### STORED DATA:
§ §
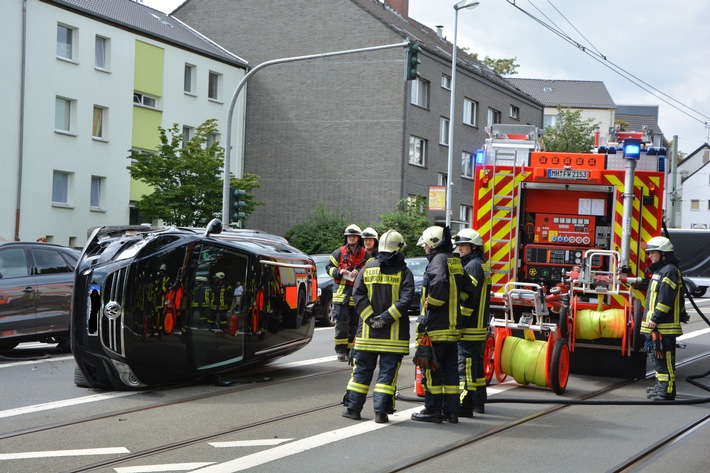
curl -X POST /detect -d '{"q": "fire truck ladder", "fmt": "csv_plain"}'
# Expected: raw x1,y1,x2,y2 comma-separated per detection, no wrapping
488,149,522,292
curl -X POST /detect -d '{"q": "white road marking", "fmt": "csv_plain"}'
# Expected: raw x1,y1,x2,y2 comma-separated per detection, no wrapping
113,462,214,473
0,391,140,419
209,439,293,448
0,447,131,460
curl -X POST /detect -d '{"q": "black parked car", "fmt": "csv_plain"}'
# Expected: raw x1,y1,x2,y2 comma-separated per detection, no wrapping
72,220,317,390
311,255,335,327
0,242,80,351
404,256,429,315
§ §
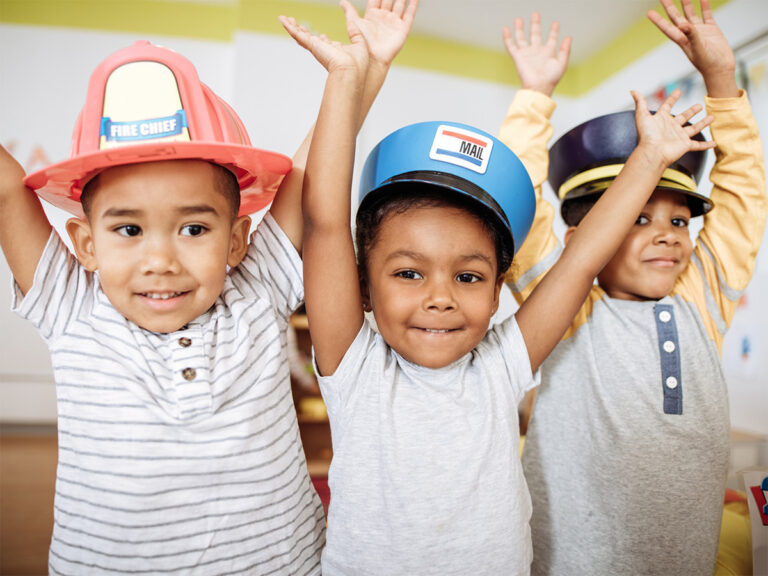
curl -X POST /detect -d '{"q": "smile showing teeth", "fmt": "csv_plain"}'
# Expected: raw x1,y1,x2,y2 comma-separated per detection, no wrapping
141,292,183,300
§ §
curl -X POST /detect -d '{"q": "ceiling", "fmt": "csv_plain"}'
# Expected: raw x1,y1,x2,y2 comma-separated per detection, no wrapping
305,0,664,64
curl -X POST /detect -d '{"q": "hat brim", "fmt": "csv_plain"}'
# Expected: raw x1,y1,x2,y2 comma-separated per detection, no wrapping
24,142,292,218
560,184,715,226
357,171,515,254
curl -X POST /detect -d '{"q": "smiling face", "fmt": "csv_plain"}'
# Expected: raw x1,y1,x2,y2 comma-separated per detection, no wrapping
§ §
### DIRECTIVE:
Pull out every line of the items above that contains the string "POST", and treat uppercase and lowercase as different.

### RESPONSE BELOW:
curl -X POST /detect -d '{"q": "fire truck ladder", "fmt": "csv_plain"}'
curl -X POST /detect -d '{"q": "white road marking", "fmt": "csv_plain"}'
curl -X POST /detect -d '{"q": "black parked car", "fmt": "csv_plain"}'
curl -X POST /detect -d '{"q": "smile showing teeth", "fmt": "csv_plain"}'
curl -X POST /detect -d '{"q": "ceiling", "fmt": "csv_plain"}'
curl -X POST /detect -d '{"q": "hat brim", "fmt": "csv_plain"}'
curl -X POST /detect -d '{"q": "smiling face", "fmt": "csv_plain"}'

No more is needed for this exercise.